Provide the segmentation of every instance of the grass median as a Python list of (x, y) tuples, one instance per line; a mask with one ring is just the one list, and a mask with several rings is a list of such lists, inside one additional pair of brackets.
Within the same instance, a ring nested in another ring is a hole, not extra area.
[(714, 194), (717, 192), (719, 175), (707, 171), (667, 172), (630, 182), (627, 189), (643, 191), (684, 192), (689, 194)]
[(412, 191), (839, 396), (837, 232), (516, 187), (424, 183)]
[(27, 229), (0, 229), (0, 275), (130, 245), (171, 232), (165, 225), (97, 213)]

== == ==

Count how many lines of the items above contain the string "hole", with case counting. Reply with the number alone.

WRITTEN SOLUTION: 1